# Extracted material:
------------------------------------
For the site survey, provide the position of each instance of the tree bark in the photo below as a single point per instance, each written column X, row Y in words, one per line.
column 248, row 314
------------------------------------
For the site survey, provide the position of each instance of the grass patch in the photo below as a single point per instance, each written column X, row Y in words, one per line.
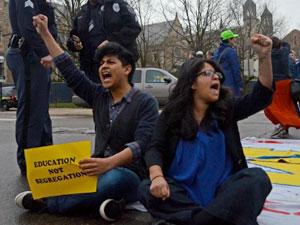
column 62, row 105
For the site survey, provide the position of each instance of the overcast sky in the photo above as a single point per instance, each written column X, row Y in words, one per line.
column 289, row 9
------------------------------------
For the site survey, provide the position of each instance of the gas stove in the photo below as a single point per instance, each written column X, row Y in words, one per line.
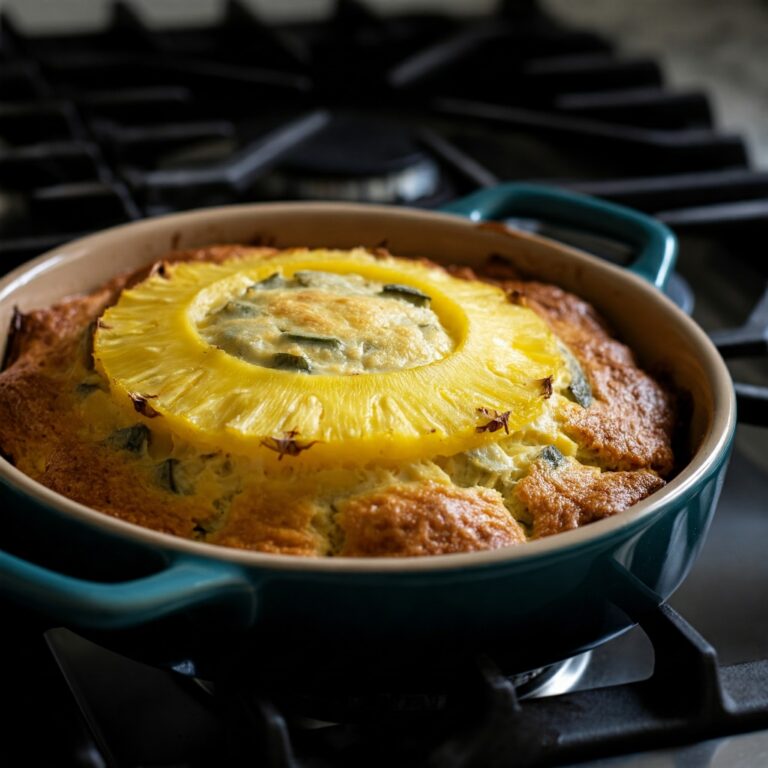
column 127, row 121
------------------------------------
# Problem statement:
Reproduce the listing lines exactly, everything from the line containing "of the tree" down to the line containing "column 248, row 314", both included.

# Completed task:
For the site survey, provide the position of each instance of the tree bark in the photo below as a single point per instance, each written column X, row Y in words, one per line.
column 248, row 314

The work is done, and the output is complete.